**Directions:** Return the entries below in full. Keep every word as it is.
******************************
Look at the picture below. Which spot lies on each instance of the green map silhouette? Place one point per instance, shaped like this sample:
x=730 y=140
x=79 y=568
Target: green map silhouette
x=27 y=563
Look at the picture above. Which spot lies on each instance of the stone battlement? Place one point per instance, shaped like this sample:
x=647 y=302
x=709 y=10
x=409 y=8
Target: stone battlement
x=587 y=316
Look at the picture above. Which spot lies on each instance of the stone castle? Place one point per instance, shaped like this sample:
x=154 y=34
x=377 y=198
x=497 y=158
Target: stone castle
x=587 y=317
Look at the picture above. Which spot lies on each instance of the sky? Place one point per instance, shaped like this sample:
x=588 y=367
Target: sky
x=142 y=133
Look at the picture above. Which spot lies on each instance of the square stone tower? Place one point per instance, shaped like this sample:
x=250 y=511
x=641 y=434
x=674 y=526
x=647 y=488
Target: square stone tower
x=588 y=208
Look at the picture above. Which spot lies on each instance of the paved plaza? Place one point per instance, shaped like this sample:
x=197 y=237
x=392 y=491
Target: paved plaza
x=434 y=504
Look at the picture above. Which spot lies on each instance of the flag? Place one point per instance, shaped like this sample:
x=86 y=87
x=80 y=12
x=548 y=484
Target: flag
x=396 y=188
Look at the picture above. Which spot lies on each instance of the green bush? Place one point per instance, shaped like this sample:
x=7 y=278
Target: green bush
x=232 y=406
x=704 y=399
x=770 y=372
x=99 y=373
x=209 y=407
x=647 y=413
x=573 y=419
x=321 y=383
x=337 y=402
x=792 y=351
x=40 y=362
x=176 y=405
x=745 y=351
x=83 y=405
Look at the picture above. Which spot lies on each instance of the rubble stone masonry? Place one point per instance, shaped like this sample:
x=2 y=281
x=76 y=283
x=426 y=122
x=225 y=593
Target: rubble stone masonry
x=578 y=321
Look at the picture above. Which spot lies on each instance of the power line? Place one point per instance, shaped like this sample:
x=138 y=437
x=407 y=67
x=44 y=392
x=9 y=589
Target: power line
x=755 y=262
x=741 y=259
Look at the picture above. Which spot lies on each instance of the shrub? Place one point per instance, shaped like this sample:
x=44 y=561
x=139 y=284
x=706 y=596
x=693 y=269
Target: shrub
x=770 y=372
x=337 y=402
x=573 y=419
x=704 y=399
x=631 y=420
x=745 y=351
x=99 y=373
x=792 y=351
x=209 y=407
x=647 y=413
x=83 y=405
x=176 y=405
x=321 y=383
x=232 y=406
******************************
**Result of the task:**
Look at the picture below. Which spot lies on each instance of the green map silhouette? Place one point per instance, shaped like this sample:
x=730 y=140
x=79 y=568
Target: green map silhouette
x=27 y=563
Look at the picture above. Which spot lies on each instance of the stone battlement? Place one point per instance, shaped like this sample:
x=647 y=302
x=709 y=10
x=409 y=8
Target: stone battlement
x=587 y=316
Look at the picture above. Which spot lies on each instance of the stone castle? Place one point per instance, shaped like this sample:
x=154 y=34
x=377 y=198
x=497 y=158
Target: stone castle
x=587 y=317
Look at the picture above. Which spot lies on each instance of the sky? Place one point per instance, shaped like this sample:
x=588 y=367
Target: sky
x=142 y=133
Look at the picture above. Which spot lies on each instance of the square stone tower? Place one point per instance, shaped like this sample:
x=250 y=511
x=641 y=434
x=674 y=526
x=647 y=488
Target: square stone tower
x=588 y=208
Look at the picture above. Which spot lies on each instance of the paved plaza? Place one point per instance, shaped like this sample:
x=197 y=237
x=392 y=491
Target: paved plaza
x=434 y=504
Look at the picture above. Which spot lies on each instance of the flag? Place one point per instance, shaped like this sample:
x=86 y=87
x=80 y=12
x=548 y=484
Target: flag
x=396 y=188
Look at the picture above. Which spot lies on each instance of the green bush? Place one point per instance, shaped like this sample:
x=7 y=278
Target: green bush
x=232 y=406
x=704 y=399
x=770 y=372
x=99 y=373
x=209 y=407
x=647 y=413
x=573 y=419
x=321 y=383
x=337 y=402
x=792 y=351
x=40 y=362
x=176 y=405
x=745 y=351
x=83 y=405
Look at the picture above. Which spot lies on each instance of the rubble stone masonry? Place one point per instance, shaped like this sample:
x=2 y=281
x=76 y=283
x=426 y=122
x=225 y=593
Target: rubble stone masonry
x=578 y=321
Look at the picture above. Which spot lies on each instance of the power line? Place one point per instance, shaped like this sample:
x=138 y=437
x=407 y=67
x=44 y=392
x=9 y=589
Target: power line
x=755 y=262
x=741 y=259
Look at the picture above. Which spot lies on each instance of the shrub? Place one point per instance, shaped like this sample:
x=44 y=561
x=139 y=284
x=706 y=596
x=693 y=269
Target: shrub
x=770 y=372
x=337 y=402
x=573 y=419
x=704 y=399
x=631 y=420
x=745 y=351
x=99 y=373
x=792 y=351
x=209 y=407
x=647 y=413
x=83 y=405
x=176 y=405
x=321 y=383
x=232 y=406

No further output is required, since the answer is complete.